(Work instructions): Copy out the complete listing, word for word.

++++++++++

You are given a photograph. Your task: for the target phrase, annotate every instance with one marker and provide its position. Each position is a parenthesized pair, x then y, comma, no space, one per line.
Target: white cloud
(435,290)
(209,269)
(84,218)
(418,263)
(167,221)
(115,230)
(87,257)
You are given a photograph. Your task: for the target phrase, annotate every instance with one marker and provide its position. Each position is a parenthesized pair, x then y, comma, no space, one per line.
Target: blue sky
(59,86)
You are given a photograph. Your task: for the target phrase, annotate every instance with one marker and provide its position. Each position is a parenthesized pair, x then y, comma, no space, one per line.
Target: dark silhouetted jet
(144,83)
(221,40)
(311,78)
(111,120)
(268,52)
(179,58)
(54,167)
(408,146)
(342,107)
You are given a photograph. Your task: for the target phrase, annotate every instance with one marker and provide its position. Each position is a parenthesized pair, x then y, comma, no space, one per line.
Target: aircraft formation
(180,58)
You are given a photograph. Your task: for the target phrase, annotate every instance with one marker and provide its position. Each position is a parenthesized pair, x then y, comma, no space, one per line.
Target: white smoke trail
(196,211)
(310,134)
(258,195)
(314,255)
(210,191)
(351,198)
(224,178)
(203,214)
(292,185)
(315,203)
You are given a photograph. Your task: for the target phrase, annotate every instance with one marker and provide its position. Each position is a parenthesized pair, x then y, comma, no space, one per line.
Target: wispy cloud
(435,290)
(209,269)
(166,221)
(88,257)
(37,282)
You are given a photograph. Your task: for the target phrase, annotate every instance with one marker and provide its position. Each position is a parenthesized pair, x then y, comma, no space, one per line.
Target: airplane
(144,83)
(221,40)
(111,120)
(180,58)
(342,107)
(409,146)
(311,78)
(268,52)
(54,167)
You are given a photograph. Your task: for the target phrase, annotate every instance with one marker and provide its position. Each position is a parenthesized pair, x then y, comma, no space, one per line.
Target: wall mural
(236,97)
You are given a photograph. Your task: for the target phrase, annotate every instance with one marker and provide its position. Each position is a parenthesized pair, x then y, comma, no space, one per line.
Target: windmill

++++++++++

(Result):
You are given a photograph. Your task: for the target phrase, annotate every instance with one marker and provide its position. Each position is a parenthesized pair, x then y, comma, no space, one per line.
Target: white cloud
(435,290)
(209,269)
(84,218)
(418,263)
(167,221)
(115,230)
(87,257)
You are given a photograph. Your task: for the target phrase, annotate every instance with one marker and provide its position. Each position is a parenthesized pair, x then y, comma, no space, one per line.
Target: blue sky
(59,86)
You are given a photograph. Your task: for the target phrase, annotate every instance with one marker and provide its position. Each position is a parenthesized pair, x then y, comma, no space, one per line.
Target: dark silhouetted jet
(144,83)
(221,40)
(311,78)
(111,120)
(268,52)
(179,58)
(54,167)
(408,146)
(342,107)
You are given a photograph. Your task: for the target phrase, annotate every instance with one marker and provide its position. Each position is a parenthesized pair, x then y, comma, no space, one per line.
Target: aircraft formation
(180,58)
You are given a photograph. Your task: for the target phrase, annotate every instance with one marker and provide its position. Each position is a parenthesized pair, x then y, comma, no space, one per line.
Target: white smoke trail
(196,211)
(310,134)
(258,195)
(314,255)
(210,191)
(351,198)
(224,178)
(203,214)
(292,185)
(315,203)
You are given a photograph. Your task: for the target phrase, annotate every instance with one marker and provide its position. Each position is a parenthesized pair, x then y, comma, no space, one per line.
Target: wispy cloud
(435,290)
(209,269)
(166,221)
(88,257)
(37,282)
You are given a photograph. Your task: for the target phrase, annotate every instance with one marker and provide its position. Each position is a parenthesized pair, x then y, comma, no space, one per line.
Target: airplane
(144,83)
(221,40)
(111,120)
(180,58)
(342,107)
(409,146)
(311,78)
(268,52)
(54,167)
You are given a photograph. Your task: for the target phrase, annotate every instance with one marker and provide its position. Each position is a parenthesized pair, x then y, comma, no space, one per line.
Target: wall mural
(236,97)
You are given a photograph. Your task: for the target phrase, annotate every instance with one marker and provide its position. Each position is a parenthesized pair, x then y, comma, no space, one per line.
Target: windmill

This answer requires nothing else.